(Excerpt)
= L. Welch Pogue =

American lawyer (1899–2003)

Lloyd Welch Pogue (October 21, 1899 - May 10, 2003) was an American aviation attorney and chairman of the Civil Aeronautics Board.

==Early life and education==
Pogue was born in Grant, Iowa, on October 21, 1899, the son of Leander Welch Pogue and Myrtle Viola Casey. His mother home-schooled him after chores, and he began traditional schooling in eighth grade. He graduated from Red Oak High School in Red Oak, Iowa, in 1917. He attended Grinnell College and enlisted there in the Student Army Training Corps of the U.S. Army before transferring to the University of Nebraska, where he became president of the student body. After returning to work on the family farm for a while, Pogue received his B.A. from the University of Nebraska in 1924, and his law degree from the University of Michigan Law School in 1926. Later, Pogue received his Doctor of Juridical Science (S.J.D.) from Harvard Law School.

At Harvard Law School, noted law Professor and later United States Supreme Court Justice Felix Frankfurter took Pogue in as a protégé. As a lawyer, Pogue was entranced by Charles Lindbergh's trans-Atlantic flight and decided to focus his law career mainly on the "skies".

==Career==

Pogue joined the Civil Aeronautics Board in 1938. Four years later, he was appointed chairman by President Franklin D. Roosevelt, and he served as chairman until 1946. During his tenure Pogue helped strike down a plan for a single world airline. He later resumed his law practice before retiring in 1981, after a career of nearly 60 years.
(End Excerpt)
(Entries shown)
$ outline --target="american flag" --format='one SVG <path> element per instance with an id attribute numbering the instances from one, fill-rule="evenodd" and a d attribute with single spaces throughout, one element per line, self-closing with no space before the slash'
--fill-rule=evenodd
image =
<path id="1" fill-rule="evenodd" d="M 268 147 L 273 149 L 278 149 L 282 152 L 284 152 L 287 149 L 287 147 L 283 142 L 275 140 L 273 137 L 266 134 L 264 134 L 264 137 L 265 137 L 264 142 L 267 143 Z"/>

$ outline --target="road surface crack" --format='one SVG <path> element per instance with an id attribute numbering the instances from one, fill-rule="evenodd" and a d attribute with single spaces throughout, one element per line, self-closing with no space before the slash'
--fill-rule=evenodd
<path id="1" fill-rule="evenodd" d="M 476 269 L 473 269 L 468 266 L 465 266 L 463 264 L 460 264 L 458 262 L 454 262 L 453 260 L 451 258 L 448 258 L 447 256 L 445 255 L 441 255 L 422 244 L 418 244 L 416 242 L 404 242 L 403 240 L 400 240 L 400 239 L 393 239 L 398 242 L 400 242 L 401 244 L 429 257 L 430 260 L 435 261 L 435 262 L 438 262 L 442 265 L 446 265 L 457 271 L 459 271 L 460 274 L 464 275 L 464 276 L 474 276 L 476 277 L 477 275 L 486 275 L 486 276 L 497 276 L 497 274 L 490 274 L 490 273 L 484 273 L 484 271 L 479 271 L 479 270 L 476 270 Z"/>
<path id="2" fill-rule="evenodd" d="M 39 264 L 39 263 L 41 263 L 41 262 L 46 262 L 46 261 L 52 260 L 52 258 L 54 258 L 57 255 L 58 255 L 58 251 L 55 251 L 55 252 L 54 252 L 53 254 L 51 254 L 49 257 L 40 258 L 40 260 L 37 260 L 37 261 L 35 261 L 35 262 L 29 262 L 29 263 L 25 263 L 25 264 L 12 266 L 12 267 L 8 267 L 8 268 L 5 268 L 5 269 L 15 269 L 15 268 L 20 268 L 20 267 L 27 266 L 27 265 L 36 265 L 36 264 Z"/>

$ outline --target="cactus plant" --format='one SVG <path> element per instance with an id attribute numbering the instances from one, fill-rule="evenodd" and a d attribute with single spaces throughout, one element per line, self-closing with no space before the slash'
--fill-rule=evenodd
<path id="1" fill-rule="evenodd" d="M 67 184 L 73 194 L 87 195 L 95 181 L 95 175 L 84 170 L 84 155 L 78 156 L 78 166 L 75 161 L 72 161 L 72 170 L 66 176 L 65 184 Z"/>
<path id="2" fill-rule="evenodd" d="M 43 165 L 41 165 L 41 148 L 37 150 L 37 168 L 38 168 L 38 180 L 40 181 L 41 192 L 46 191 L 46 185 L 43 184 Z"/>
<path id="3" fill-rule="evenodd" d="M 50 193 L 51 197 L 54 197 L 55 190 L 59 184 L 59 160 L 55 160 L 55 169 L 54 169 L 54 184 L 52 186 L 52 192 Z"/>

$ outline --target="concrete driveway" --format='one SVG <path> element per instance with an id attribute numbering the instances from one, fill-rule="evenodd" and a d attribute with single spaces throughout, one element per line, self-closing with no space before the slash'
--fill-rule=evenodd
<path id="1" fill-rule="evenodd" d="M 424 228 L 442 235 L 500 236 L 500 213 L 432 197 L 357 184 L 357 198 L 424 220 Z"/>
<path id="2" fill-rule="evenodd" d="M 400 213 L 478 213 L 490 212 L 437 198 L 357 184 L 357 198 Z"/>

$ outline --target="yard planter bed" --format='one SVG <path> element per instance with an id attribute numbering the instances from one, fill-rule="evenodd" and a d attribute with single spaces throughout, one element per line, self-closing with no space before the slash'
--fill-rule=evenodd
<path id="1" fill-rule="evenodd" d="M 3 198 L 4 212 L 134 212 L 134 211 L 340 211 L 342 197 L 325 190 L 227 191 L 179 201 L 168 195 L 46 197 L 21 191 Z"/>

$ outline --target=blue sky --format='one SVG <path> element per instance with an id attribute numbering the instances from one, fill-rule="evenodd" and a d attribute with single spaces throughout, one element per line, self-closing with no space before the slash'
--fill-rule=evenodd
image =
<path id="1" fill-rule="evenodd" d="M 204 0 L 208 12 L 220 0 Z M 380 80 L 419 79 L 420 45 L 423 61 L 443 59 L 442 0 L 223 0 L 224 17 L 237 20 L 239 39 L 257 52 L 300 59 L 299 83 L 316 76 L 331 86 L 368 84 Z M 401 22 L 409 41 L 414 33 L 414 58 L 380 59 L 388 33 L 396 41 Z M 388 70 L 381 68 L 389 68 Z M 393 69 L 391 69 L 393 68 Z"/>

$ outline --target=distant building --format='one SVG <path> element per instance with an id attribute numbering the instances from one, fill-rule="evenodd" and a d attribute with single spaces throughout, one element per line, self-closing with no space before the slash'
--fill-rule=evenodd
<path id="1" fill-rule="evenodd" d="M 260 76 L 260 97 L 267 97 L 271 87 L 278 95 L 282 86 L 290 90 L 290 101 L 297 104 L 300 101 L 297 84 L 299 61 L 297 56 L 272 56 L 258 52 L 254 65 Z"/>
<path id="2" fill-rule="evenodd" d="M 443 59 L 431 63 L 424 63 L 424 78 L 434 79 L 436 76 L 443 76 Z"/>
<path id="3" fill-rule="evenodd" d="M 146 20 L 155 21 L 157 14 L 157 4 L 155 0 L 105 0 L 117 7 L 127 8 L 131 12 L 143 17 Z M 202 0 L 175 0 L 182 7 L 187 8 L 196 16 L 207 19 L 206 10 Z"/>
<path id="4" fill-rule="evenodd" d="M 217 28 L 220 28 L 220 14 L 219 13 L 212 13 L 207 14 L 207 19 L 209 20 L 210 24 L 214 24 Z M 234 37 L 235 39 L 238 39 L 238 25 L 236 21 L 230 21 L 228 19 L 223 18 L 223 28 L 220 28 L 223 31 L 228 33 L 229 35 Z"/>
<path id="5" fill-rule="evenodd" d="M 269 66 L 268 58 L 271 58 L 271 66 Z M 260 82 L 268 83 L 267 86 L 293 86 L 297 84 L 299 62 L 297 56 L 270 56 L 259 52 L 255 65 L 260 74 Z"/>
(End Entries shown)
Task prompt: Please write out the whole L. Welch Pogue text word for word.

Worked solution:
= L. Welch Pogue =

American lawyer (1899–2003)

Lloyd Welch Pogue (October 21, 1899 - May 10, 2003) was an American aviation attorney and chairman of the Civil Aeronautics Board.

==Early life and education==
Pogue was born in Grant, Iowa, on October 21, 1899, the son of Leander Welch Pogue and Myrtle Viola Casey. His mother home-schooled him after chores, and he began traditional schooling in eighth grade. He graduated from Red Oak High School in Red Oak, Iowa, in 1917. He attended Grinnell College and enlisted there in the Student Army Training Corps of the U.S. Army before transferring to the University of Nebraska, where he became president of the student body. After returning to work on the family farm for a while, Pogue received his B.A. from the University of Nebraska in 1924, and his law degree from the University of Michigan Law School in 1926. Later, Pogue received his Doctor of Juridical Science (S.J.D.) from Harvard Law School.

At Harvard Law School, noted law Professor and later United States Supreme Court Justice Felix Frankfurter took Pogue in as a protégé. As a lawyer, Pogue was entranced by Charles Lindbergh's trans-Atlantic flight and decided to focus his law career mainly on the "skies".

==Career==

Pogue joined the Civil Aeronautics Board in 1938. Four years later, he was appointed chairman by President Franklin D. Roosevelt, and he served as chairman until 1946. During his tenure Pogue helped strike down a plan for a single world airline. He later resumed his law practice before retiring in 1981, after a career of nearly 60 years.